EXERCISE SET:
#1 Answer these questions about the article on down payments by loan type:
(a) What is the minimum down payment a Standard Conventional Loan requires?
(b) What credit score does the FHA set for its 3.5% down payment?
(c) Which department guarantees the VA loan?
#2 Can you carry on the article on down payments by loan type, starting after its last sentence?

PASSAGE SHOWN:
— START —
How to Calculate Your Down Payment by Loan Type

A big kitchen, two-car garage or master bathroom are examples of home amenities buyers are often thinking about when they are planning to purchase a home. Considering your wish list early in the process is great – as long as you’re also keeping finances top of mind. While getting pre-qualified gives you an idea of the total cost you may be able to afford, it’s also important to calculate the likely down payment required.  

Down payment requirements vary by situation and are different depending on the type of loan. Here’s a look at some of the more common mortgage loan types and the down payment requirements of each.  

Conventional Loan 

Standard Conventional Loans are generally more flexible when it comes to eligibility requirements. If your credit score is 620 or higher, then you typically qualify for one of these loans. This loan requires a minimum 3% down payment. However, it’s important to note any down payment less than 20% will typically require private mortgage insurance (PMI).  

FHA Loan 

The Federal Housing Administration (FHA) offers government-guaranteed loans with a 3.5% down payment if your credit score is 640 or higher. FHA is an especially great option for first-time homebuyers because of the low down payment and less stringent credit guidelines.  

VA Loan 

This special loan is guaranteed by the Department of Veterans Affairs (VA) for United States veterans and service members. While the VA doesn’t have a required credit score for this loan, lenders are allowed to set and enforce their own minimum requirements. There is no down payment requirement for this loan type, which is one of its many benefits.
— END —
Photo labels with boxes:
— START —
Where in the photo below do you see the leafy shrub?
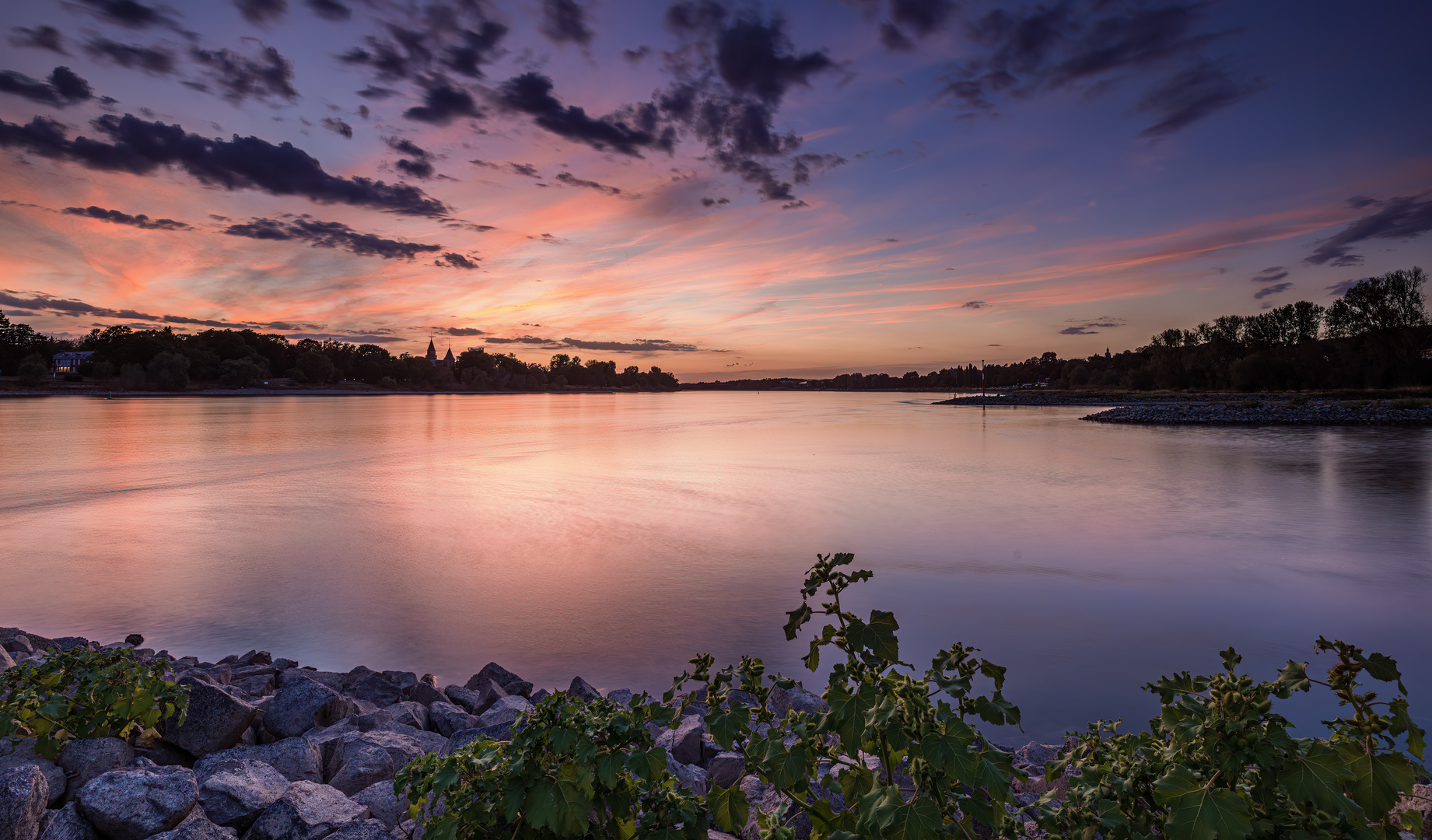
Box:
[394,691,707,840]
[1040,637,1427,840]
[0,647,189,758]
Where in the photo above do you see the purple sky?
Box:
[0,0,1432,380]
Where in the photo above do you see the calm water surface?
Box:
[0,392,1432,740]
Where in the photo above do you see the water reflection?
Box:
[0,394,1432,736]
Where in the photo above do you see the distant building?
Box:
[50,351,95,376]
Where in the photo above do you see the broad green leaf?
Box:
[706,784,751,835]
[1279,741,1362,818]
[786,604,815,641]
[1337,741,1413,821]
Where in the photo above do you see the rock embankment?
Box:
[1080,399,1432,426]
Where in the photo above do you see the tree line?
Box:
[683,268,1432,390]
[0,313,677,390]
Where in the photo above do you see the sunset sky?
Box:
[0,0,1432,380]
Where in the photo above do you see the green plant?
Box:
[666,554,1027,840]
[0,647,189,758]
[1040,637,1427,840]
[394,691,707,840]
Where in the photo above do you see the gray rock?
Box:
[328,731,422,796]
[58,738,135,794]
[443,685,489,717]
[75,767,199,840]
[385,700,428,730]
[264,668,348,738]
[348,674,402,707]
[706,753,746,787]
[428,702,482,737]
[374,723,448,753]
[567,677,601,700]
[666,754,710,796]
[464,663,521,694]
[348,782,408,828]
[165,677,257,758]
[0,764,50,840]
[194,738,324,782]
[40,803,100,840]
[475,695,533,727]
[656,714,706,764]
[243,782,368,840]
[0,738,68,806]
[408,683,451,705]
[199,758,291,831]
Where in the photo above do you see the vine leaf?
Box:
[1154,767,1253,840]
[706,784,751,835]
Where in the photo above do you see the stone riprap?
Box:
[1080,399,1432,426]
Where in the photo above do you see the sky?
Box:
[0,0,1432,380]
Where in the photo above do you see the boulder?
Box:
[475,697,533,727]
[328,730,422,796]
[666,753,710,796]
[58,738,135,799]
[328,818,392,840]
[567,677,601,700]
[656,714,706,764]
[194,738,324,782]
[243,782,368,840]
[428,702,482,737]
[464,663,521,694]
[408,683,451,705]
[165,677,257,758]
[348,782,408,828]
[443,684,486,716]
[383,700,428,730]
[199,758,291,831]
[40,803,100,840]
[0,764,50,840]
[0,738,67,806]
[264,668,348,738]
[75,767,199,840]
[348,674,402,707]
[706,753,746,787]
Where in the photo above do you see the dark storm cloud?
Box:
[540,0,591,46]
[383,138,432,177]
[0,114,446,216]
[432,250,477,271]
[0,67,95,107]
[80,0,177,29]
[308,0,354,22]
[10,26,68,56]
[85,37,175,76]
[1303,193,1432,266]
[233,0,288,26]
[1253,283,1293,300]
[1248,264,1287,283]
[497,73,674,157]
[553,172,621,196]
[322,117,354,140]
[402,77,484,126]
[189,47,298,104]
[1134,61,1257,138]
[941,0,1256,136]
[60,205,194,230]
[223,216,443,259]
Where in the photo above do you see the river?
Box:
[0,392,1432,741]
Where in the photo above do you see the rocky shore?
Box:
[1080,399,1432,426]
[0,627,1432,840]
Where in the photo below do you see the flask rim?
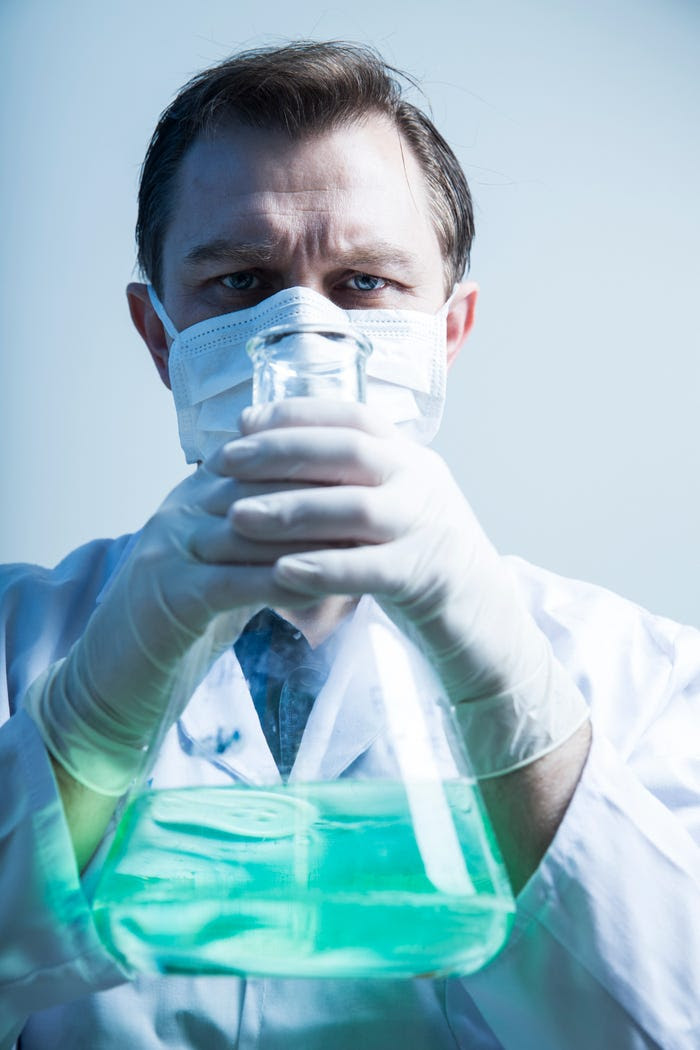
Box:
[246,321,373,361]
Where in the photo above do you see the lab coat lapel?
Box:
[290,595,386,782]
[181,648,280,784]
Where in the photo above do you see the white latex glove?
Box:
[23,455,323,796]
[222,399,588,776]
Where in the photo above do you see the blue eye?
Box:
[351,273,386,292]
[221,270,258,292]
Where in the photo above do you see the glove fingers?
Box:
[238,397,396,438]
[219,426,397,485]
[197,478,314,518]
[189,518,348,565]
[231,485,415,546]
[274,543,406,600]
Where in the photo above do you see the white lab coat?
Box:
[0,537,700,1050]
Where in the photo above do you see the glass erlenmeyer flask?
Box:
[94,326,514,977]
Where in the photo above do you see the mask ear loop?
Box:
[146,285,179,339]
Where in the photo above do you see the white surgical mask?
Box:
[148,285,451,463]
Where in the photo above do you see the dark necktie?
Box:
[234,609,332,778]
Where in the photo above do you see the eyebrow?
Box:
[185,237,419,271]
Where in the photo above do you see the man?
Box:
[1,44,700,1050]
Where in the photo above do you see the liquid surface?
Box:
[93,780,513,978]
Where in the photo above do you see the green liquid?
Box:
[93,780,513,978]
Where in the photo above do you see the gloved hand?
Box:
[23,456,325,796]
[222,399,588,776]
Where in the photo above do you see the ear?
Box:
[126,281,171,390]
[447,280,479,369]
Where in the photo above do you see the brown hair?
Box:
[136,41,474,291]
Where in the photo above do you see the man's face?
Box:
[129,116,475,383]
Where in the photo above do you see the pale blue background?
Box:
[0,0,700,624]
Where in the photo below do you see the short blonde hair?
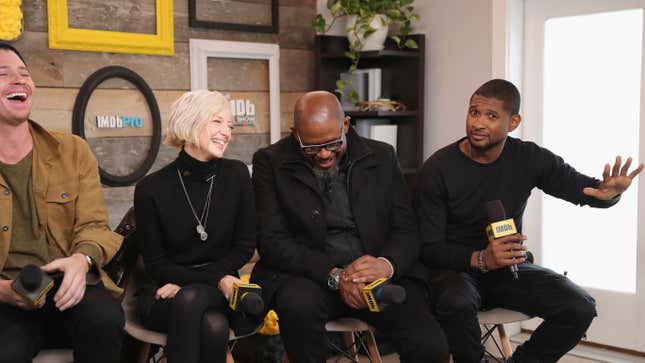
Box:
[164,90,230,147]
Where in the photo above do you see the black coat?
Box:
[251,129,426,302]
[134,151,256,287]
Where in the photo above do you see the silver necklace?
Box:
[177,168,215,242]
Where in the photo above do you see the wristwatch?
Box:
[85,255,96,271]
[327,267,343,291]
[477,250,488,274]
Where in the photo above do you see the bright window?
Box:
[540,9,643,293]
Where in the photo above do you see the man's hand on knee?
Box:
[0,280,45,310]
[41,253,90,311]
[342,255,394,283]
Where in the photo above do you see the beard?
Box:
[467,136,506,153]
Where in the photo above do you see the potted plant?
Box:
[313,0,419,102]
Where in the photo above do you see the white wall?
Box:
[414,0,493,157]
[317,0,495,157]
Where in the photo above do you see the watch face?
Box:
[327,271,340,290]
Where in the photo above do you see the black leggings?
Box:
[145,284,229,363]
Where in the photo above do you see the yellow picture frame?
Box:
[47,0,175,56]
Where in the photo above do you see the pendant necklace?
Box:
[177,168,215,242]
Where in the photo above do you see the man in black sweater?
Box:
[251,91,448,363]
[417,79,643,363]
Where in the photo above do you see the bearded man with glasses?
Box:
[251,91,448,363]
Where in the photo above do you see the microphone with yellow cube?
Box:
[228,282,264,315]
[486,200,518,279]
[362,278,405,313]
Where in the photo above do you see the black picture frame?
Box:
[188,0,280,33]
[72,66,161,187]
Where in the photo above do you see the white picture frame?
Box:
[190,39,280,143]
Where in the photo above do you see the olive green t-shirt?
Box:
[0,152,62,279]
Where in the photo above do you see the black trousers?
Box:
[0,285,124,363]
[271,275,448,363]
[144,284,230,363]
[430,262,596,363]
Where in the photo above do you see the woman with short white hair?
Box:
[134,90,260,363]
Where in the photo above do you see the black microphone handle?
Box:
[375,284,406,305]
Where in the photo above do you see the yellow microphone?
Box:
[486,199,518,279]
[361,278,405,313]
[228,281,264,315]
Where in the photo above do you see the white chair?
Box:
[121,261,262,363]
[282,318,382,363]
[478,308,532,359]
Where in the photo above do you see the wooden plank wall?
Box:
[7,0,316,228]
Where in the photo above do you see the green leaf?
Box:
[404,39,419,49]
[385,9,403,19]
[329,1,343,15]
[363,26,376,39]
[311,14,327,33]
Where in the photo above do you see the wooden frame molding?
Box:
[190,39,280,143]
[47,0,175,56]
[188,0,280,33]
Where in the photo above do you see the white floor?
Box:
[327,333,645,363]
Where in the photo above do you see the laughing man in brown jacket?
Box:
[0,42,124,362]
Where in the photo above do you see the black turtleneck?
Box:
[134,150,255,286]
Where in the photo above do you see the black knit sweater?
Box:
[416,137,620,271]
[134,150,255,286]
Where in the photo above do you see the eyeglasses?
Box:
[294,128,345,156]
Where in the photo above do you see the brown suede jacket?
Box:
[0,121,123,295]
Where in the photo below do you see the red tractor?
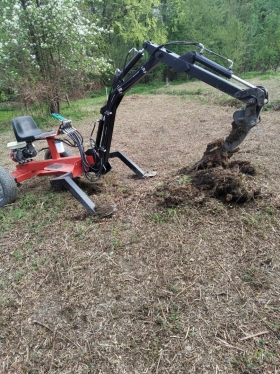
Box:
[0,41,268,214]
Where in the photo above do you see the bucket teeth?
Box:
[222,122,248,152]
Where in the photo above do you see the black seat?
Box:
[12,116,55,142]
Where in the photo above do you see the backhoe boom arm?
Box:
[95,41,268,172]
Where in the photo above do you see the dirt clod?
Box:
[158,139,260,206]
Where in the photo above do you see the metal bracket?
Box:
[109,151,156,178]
[50,173,96,215]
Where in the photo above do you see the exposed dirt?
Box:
[156,139,261,207]
[0,85,280,374]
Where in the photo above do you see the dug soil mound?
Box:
[156,139,260,207]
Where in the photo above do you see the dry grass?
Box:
[0,85,280,374]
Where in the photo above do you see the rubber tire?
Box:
[44,147,74,160]
[0,166,17,207]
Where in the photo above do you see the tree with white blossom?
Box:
[0,0,110,112]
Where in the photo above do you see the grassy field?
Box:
[0,76,280,374]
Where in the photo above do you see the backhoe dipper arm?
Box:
[96,42,268,172]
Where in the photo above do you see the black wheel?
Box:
[0,166,17,207]
[44,147,74,160]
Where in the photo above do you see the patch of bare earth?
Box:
[0,95,280,374]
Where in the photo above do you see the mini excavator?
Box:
[0,41,268,214]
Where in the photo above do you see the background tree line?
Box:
[0,0,280,112]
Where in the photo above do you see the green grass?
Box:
[0,71,280,133]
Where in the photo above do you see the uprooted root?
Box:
[157,139,260,207]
— END —
THE ANSWERS:
#1
(a) 3%
(b) 640 or higher
(c) The Department of Veterans Affairs (VA)

#2
Rural Development Loan 

Rural Development Loans are available if you are looking to finance a primary residence in an eligible rural area as defined by the USDA. Homebuyers taking advantage of this loan receive the benefit of a 0% down payment requirement with 30-year fixed rates. Your household income cannot exceed 115% of the median household income in your area. Having a credit score of 640 is recommended to qualify, but this requirement can vary by lender. Additional guidelines may apply depending on your location and family size. 

Portfolio Loan

Each financial institution may offer different portfolio loans. Some examples include: 

CRA Loan– CRA stands for Community Reinvestment Act, which is an initiative that prioritizes serving the financial needs of low- to moderate- income households. CRA Loans may not have a credit score requirement, but they may have a down payment percentage requirement.

ARM Loan– Also known as an Adjustable Rate Mortgage Loan, the down payment requirements for ARM Loans can vary from no down payment to 5%. The exact amount depends on a variety of factors, which you’ll want to discuss with your lender. Generally, ARM loans require a credit score of at least 680.   

No matter your situation, make sure to consult with your lender to determine which loan type is best suited for your needs.

If you have questions or want to learn more, contact a Mortgage Loan Officer today.  

The Mortgage Team

The Mortgage Team

(515) 248-1320

Bankers Trust’s team of mortgage originators have the expertise to guide you through a number of homeownership topics, including buying a home, choosing a mortgage type, obtaining a home equity loan or line of credit and much more. Browse through our library of articles, videos and infographics and don’t hesitate to contact Bankers Trust’s mortgage origination office to learn more about customized solutions for your situation. When you meet with one of our loan originators, who have an average of 25 years of experience, you see that experience makes the difference. Learn more about our team here.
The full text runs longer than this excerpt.